Text segment:
** Begin **

Wednesday, September 19, 2012

Strings, in heat, go down


Perception is everything.  And much depends on who is listening to you.

Recently, I was describing my recent high temperature concerto recording sessions to a respected colleague.  I had forgotten that he was a brass player in his former life, and when I was describing our recording day, I naïvely explained, "Strings, in heat, go down" which led to general cackling.

Same with music.  

We just got the first edits of our 6 new Canadian Concerti.  I love this music by Michael Occhipinti, Mathieu Lussier and Glenn Buhr... it is very challenging to play and yet paradoxically very easy listening... plenty of film-influenced pop-referenced jazz-based outpourings for solo bassoon, trumpet, corno and string orchestra with percussion and guitars.  It is absolutely beautiful.  

We wonder if we are going to be blasted for this project or if people are going to love it.  

Much will depend on who is listening.



Monday, September 17, 2012

I Love My Job Part III (fundraising event for Okanagan Symphony Orchestra)


Guy and I flew to Kelowna on Friday morning and had an unforgettable 2 days in the western Canadian paradise of the Okanagan Valley.

** End **

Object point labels

** Begin **

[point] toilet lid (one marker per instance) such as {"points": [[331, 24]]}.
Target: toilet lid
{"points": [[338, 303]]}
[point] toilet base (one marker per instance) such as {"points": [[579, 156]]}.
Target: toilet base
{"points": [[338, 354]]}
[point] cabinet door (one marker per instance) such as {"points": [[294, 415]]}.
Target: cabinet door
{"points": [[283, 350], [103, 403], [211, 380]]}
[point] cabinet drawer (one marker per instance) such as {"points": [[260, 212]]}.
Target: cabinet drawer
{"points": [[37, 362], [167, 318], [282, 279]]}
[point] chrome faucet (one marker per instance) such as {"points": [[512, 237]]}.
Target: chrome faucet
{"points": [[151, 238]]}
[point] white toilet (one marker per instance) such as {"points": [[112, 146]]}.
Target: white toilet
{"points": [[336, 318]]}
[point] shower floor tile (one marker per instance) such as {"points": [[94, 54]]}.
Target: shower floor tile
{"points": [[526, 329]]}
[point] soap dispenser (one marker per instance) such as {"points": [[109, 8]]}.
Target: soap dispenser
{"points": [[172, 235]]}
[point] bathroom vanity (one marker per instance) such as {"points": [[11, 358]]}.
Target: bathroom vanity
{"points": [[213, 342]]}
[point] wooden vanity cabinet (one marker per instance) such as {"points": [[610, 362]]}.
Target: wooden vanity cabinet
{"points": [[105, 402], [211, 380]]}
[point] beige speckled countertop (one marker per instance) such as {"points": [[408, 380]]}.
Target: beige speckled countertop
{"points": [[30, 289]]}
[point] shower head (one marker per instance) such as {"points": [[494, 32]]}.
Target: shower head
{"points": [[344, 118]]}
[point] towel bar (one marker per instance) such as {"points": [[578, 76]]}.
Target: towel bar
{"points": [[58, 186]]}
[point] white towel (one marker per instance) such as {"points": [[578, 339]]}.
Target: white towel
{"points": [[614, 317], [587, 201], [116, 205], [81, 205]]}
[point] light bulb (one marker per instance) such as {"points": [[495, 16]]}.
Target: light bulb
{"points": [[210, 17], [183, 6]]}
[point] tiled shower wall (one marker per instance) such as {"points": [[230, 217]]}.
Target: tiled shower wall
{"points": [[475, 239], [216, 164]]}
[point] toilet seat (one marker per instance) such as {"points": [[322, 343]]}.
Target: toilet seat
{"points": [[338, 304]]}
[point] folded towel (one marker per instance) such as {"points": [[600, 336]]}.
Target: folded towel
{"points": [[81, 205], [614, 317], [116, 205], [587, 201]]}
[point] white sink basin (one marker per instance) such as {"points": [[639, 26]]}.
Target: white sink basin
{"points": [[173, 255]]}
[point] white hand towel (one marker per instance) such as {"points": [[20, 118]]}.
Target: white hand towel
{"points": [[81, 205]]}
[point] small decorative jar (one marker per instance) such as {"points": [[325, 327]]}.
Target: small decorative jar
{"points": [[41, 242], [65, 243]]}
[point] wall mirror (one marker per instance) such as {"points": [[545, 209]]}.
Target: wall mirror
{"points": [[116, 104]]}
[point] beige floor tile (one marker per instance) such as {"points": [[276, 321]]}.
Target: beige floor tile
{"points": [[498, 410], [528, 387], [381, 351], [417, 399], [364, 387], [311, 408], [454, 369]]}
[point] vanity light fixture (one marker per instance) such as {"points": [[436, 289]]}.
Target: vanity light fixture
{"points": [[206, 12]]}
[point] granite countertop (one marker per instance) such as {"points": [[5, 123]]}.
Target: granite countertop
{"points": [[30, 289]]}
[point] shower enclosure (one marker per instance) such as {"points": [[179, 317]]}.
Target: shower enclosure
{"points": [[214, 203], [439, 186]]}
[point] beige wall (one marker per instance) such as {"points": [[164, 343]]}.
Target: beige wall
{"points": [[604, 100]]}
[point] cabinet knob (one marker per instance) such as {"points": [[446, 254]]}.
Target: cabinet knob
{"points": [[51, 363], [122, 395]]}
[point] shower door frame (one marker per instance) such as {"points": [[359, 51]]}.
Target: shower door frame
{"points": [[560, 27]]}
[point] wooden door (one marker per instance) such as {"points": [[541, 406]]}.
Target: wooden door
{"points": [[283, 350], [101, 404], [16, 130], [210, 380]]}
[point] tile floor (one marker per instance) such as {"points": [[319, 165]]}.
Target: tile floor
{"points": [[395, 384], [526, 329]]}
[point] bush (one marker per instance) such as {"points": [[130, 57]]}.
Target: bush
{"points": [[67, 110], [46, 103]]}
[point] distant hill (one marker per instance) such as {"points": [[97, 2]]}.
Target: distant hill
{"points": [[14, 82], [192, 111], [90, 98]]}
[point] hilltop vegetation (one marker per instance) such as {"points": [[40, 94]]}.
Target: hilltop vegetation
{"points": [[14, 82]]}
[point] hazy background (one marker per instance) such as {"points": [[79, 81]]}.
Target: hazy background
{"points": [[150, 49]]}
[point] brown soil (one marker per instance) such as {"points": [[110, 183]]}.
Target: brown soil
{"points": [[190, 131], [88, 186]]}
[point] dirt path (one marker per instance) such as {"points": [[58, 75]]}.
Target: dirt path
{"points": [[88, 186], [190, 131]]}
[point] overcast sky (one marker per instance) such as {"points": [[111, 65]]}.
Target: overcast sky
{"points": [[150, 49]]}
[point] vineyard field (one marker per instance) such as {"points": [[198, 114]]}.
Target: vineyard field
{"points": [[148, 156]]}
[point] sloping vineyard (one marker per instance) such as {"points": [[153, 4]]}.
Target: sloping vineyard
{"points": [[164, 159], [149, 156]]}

** End **

Problems and tasks:
[1] List the composers named in the blog post whose music appears on the new Canadian Concerti recording.
[2] Answer these questions from the blog post:
(a) What had the writer forgotten about the respected colleague?
(b) How many new Canadian Concerti are on the project?
(c) To which city did Guy and the writer fly on Friday morning?
[3] Rewrite the blog post from "Same with music." to "is absolutely beautiful.", putting "gorgeous" in place of "beautiful".

Responses:
[1]
Michael Occhipinti
Mathieu Lussier
Glenn Buhr

[2]
(a) He was a brass player in his former life.
(b) Six.
(c) Kelowna.

[3]
Same with music.  

We just got the first edits of our 6 new Canadian Concerti.  I love this music by Michael Occhipinti, Mathieu Lussier and Glenn Buhr... it is very challenging to play and yet paradoxically very easy listening... plenty of film-influenced pop-referenced jazz-based outpourings for solo bassoon, trumpet, corno and string orchestra with percussion and guitars.  It is absolutely gorgeous.